Prompt 1
Count the lines in the entries below that contain the word "balcony", and give only that number.

Selected excerpt

+--

Instead of the gods being our deliverance, the family is the instrument of salvation and the bulwark against tyranny in his surviving plays.”

Introduction

Sophocles (496 BC-406 BC), like his slightly younger contemporary Euripides, lived in exciting and transformative times. But where Euripides blasphemously ridiculed the gods and showed their callous cruelty, Sophocles—at least among the handful of plays that have survived—leaves the gods conspicuously absent from his dramas. Instead of the gods being our deliverance, the family is the instrument of salvation and the bulwark against tyranny in his surviving plays—but not without harrowing darkness before ascending into the light.

+--

Records from a point labeling set
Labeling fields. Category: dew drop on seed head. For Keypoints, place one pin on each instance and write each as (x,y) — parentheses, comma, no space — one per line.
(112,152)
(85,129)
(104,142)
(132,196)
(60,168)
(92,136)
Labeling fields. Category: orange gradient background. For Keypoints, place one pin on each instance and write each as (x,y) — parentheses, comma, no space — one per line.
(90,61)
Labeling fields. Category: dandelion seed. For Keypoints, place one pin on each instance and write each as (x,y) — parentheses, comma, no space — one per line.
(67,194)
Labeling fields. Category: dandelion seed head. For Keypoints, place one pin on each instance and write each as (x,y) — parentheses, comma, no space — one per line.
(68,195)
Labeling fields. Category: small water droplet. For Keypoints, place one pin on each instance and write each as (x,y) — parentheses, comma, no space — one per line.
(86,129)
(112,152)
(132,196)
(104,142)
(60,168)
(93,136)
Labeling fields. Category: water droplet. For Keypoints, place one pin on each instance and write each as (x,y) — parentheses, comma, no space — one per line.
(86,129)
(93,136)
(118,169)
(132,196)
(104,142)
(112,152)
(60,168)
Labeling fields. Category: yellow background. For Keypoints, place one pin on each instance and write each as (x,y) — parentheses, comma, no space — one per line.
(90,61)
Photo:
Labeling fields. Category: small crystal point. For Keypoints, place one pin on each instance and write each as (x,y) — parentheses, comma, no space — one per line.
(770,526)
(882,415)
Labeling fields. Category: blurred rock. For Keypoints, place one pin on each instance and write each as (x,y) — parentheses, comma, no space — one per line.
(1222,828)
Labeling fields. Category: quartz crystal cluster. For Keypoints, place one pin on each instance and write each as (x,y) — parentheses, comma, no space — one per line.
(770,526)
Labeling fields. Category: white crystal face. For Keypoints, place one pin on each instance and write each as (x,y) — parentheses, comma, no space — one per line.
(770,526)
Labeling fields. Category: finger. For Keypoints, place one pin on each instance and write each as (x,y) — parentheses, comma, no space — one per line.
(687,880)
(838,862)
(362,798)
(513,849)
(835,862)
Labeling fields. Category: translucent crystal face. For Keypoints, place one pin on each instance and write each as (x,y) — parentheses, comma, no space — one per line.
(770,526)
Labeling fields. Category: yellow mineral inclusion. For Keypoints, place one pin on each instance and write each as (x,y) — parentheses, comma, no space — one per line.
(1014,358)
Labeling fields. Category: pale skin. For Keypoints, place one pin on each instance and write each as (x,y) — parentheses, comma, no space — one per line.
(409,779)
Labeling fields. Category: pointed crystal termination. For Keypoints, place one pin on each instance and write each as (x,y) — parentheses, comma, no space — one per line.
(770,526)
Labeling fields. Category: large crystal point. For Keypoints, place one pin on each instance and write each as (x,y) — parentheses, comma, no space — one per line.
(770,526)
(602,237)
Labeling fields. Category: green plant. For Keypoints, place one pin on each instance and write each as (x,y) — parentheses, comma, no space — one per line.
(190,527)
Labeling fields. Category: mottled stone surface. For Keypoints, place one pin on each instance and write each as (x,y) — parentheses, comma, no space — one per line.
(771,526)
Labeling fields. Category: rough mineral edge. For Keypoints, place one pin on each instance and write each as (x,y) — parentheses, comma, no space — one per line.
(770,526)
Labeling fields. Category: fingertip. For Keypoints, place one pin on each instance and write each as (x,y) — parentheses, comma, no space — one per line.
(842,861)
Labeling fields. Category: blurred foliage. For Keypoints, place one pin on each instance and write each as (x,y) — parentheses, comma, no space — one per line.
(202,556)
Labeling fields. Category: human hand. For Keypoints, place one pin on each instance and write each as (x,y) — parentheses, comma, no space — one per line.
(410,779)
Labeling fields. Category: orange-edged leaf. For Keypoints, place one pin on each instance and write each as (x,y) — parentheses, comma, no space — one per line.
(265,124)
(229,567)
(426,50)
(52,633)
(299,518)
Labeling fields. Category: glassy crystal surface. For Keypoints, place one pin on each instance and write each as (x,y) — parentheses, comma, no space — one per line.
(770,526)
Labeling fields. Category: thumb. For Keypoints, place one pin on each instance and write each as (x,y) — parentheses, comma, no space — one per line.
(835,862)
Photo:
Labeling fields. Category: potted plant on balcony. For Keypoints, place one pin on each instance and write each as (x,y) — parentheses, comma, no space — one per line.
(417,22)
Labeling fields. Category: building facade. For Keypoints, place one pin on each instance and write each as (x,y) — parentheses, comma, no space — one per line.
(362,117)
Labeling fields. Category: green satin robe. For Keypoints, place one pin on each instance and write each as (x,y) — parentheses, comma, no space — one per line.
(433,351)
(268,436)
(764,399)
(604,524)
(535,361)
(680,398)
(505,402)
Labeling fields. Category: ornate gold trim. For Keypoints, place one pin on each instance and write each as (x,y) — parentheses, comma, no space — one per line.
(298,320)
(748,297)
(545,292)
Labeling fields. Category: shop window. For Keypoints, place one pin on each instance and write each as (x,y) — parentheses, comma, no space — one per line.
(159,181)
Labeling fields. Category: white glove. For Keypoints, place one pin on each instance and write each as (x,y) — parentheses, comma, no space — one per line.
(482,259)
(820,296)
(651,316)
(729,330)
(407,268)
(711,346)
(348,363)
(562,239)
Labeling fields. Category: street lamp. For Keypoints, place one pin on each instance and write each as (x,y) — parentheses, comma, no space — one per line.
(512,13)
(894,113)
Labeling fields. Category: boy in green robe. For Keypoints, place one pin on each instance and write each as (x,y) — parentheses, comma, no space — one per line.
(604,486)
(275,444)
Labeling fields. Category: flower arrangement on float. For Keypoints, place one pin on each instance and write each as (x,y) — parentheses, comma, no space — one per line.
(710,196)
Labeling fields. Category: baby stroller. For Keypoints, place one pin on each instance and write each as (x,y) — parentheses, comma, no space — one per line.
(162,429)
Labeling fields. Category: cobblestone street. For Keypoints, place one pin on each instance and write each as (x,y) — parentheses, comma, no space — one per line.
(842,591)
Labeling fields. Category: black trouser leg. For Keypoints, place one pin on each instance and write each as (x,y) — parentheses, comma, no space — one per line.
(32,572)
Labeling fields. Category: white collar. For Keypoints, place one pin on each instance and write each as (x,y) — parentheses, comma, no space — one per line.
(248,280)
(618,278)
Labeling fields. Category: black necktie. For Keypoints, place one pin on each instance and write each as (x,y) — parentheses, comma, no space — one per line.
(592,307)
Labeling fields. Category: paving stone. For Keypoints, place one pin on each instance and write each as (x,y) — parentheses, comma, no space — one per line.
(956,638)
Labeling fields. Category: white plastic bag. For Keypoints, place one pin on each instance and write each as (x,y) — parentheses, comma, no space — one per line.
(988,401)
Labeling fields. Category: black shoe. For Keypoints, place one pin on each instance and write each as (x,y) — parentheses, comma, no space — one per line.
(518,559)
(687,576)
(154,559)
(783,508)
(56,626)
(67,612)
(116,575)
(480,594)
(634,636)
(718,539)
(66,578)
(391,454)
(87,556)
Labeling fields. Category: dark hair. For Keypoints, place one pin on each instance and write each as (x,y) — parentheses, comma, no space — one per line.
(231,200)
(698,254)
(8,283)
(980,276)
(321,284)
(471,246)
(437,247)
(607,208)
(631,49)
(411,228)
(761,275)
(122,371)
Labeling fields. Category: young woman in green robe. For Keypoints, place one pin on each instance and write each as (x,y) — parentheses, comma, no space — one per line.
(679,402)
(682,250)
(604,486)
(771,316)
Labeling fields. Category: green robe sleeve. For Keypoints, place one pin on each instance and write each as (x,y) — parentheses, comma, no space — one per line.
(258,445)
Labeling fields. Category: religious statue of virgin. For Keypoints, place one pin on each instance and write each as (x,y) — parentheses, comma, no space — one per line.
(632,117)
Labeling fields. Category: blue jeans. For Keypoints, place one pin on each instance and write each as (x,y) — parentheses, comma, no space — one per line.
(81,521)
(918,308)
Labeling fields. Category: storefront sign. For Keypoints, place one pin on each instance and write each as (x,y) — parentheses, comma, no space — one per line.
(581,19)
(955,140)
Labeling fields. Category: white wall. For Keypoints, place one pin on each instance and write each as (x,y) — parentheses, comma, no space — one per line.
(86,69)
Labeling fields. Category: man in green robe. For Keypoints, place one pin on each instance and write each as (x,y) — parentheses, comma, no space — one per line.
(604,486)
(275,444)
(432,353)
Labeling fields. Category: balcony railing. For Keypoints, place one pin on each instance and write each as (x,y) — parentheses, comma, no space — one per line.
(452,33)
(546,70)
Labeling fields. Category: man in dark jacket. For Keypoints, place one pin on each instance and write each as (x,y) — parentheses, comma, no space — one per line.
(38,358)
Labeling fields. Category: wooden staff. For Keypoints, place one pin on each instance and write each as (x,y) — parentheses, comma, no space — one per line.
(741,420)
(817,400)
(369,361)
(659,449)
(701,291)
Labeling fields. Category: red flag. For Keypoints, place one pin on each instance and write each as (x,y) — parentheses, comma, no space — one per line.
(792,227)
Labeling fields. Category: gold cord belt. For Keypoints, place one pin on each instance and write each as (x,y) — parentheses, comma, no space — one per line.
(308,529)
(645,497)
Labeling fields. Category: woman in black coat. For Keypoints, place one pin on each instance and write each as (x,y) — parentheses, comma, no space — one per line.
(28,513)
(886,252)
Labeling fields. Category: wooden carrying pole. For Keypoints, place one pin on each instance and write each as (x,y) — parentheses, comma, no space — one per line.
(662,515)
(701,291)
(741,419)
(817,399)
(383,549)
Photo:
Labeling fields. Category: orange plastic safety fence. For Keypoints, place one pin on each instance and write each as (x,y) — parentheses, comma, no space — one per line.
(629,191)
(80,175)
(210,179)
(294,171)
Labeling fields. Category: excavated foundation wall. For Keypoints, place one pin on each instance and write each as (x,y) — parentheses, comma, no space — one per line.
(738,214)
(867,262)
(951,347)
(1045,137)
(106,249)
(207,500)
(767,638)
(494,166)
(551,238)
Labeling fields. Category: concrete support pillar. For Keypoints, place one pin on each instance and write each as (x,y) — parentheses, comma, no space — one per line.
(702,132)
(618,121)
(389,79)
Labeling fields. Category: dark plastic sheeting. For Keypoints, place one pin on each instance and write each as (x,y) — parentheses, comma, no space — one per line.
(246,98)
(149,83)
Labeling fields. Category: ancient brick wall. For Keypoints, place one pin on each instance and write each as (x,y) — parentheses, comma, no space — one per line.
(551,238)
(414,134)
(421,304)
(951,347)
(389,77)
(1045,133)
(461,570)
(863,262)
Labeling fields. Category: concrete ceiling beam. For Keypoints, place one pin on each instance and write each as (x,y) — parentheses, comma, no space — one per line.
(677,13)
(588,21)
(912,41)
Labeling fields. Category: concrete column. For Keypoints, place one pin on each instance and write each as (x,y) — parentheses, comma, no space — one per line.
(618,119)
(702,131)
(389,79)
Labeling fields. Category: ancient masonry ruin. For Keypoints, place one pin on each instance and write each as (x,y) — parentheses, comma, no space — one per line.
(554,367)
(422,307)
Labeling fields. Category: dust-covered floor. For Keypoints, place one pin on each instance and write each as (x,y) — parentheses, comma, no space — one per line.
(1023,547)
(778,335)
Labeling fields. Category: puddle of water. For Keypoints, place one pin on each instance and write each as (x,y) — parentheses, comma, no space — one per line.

+--

Prompt 2
In the excerpt on Sophocles, what two roles does the family play in his surviving plays?

Expected answer 1
2

Expected answer 2
The family is the instrument of salvation and the bulwark against tyranny.